··· Records provided ···

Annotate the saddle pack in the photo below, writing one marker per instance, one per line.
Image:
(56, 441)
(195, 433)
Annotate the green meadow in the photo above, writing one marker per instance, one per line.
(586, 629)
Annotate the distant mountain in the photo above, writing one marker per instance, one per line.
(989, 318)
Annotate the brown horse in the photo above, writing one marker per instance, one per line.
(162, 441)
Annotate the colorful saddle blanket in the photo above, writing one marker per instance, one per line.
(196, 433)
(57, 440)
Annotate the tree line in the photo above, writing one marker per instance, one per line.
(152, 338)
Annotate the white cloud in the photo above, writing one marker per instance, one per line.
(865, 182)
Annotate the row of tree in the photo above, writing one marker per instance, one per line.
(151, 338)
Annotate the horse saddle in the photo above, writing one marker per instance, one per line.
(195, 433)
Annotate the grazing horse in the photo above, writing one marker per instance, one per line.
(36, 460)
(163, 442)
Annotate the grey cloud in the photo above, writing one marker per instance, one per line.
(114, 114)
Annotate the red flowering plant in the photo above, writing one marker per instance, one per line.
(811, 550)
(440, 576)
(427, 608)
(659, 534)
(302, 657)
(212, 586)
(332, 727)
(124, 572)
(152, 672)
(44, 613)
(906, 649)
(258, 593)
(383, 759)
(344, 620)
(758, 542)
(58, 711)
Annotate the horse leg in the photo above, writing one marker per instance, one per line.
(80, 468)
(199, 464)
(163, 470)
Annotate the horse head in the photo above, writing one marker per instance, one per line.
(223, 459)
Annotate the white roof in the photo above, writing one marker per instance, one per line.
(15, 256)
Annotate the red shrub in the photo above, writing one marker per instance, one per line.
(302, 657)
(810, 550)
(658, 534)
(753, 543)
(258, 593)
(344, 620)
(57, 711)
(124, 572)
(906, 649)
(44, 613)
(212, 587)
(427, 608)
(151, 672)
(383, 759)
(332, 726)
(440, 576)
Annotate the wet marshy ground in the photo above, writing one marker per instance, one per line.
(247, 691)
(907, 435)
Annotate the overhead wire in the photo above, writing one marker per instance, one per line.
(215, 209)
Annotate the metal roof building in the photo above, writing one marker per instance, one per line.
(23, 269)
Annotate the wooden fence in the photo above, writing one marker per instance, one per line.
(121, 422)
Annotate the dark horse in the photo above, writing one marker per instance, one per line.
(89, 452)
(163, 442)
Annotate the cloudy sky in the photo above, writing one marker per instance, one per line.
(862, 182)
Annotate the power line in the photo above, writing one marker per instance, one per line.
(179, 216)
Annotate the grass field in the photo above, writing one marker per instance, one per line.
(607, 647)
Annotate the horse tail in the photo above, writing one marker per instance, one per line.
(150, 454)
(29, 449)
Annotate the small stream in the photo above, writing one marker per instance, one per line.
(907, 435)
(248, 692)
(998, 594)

···

◆ Problem details: Repeat every line of the records, exactly as given.

◆ Task result:
Annotate the saddle pack in the photo below, writing one marker per instance, one per line.
Image:
(56, 441)
(195, 433)
Annotate the green meadow in the photo above, writing one marker per instance, one per line.
(586, 629)
Annotate the distant mountain in the photo above, writing one marker per instance, one per line.
(989, 318)
Annotate the brown horse in the photo above, writing one marker per instance, one per line.
(162, 441)
Annotate the colorful saddle blanket in the photo above, writing one marker per instance, one per line.
(196, 433)
(57, 440)
Annotate the tree line in the photo above, writing one marker per instance, one per line.
(152, 338)
Annotate the white cloud in the photo above, writing one marker per instance, one per line.
(865, 182)
Annotate the row of tree in the photo above, writing one marker per instance, one per line.
(151, 338)
Annotate the horse saddle in the photo above, writing one marker per instance, one per line.
(195, 433)
Annotate the grazing horse in the photo above, writing one marker per instance, one per line.
(36, 460)
(163, 442)
Annotate the grey cloud in the photo above, writing one marker per instance, one per line.
(114, 114)
Annotate the red flowering plant in the photo above, writing one marker per instance, one per line.
(811, 550)
(440, 576)
(427, 608)
(659, 534)
(302, 657)
(212, 586)
(332, 727)
(124, 572)
(152, 672)
(44, 613)
(906, 649)
(258, 593)
(383, 759)
(344, 620)
(758, 542)
(58, 711)
Annotate the horse leg in the photo above, writing one marker per instance, one per line.
(80, 468)
(199, 464)
(163, 470)
Annotate the horse head in the photo above, writing one marker per instance, one per line.
(223, 459)
Annotate the white roof in the photo above, writing one marker per instance, one per line.
(15, 256)
Annotate the red shrub in the photo above, writing one marker per instance, one per line.
(302, 657)
(810, 550)
(658, 534)
(753, 543)
(258, 593)
(344, 620)
(57, 711)
(124, 572)
(906, 649)
(44, 613)
(212, 587)
(427, 608)
(151, 672)
(383, 759)
(332, 726)
(440, 576)
Annotate the wet marshy ground in the photo above, writing one marker per instance, one per line.
(247, 691)
(907, 435)
Annotate the overhead wire in the photo above, writing one marker per instance, one per line.
(215, 209)
Annotate the metal roof building in the photo above, writing one marker per instance, one per line.
(23, 269)
Annotate the wooden fence in the photo above, writing one marker per instance, one per line.
(121, 422)
Annotate the dark horse in the photo above, writing one marker per instance, one per line.
(89, 452)
(163, 442)
Annotate the cloudy sky in the photo above, writing one marker per instance, one per line.
(862, 182)
Annotate the power line in the photo above, writing one marker per instance, one per line.
(179, 216)
Annotate the grass field in the photo above, writing one marker per instance, one per line.
(607, 647)
Annotate the horse tail in the photo above, writing one marker per instance, one per line.
(150, 454)
(29, 449)
Annotate the small stream in the photo above, writing one marker per instance, one per line.
(907, 435)
(248, 692)
(998, 594)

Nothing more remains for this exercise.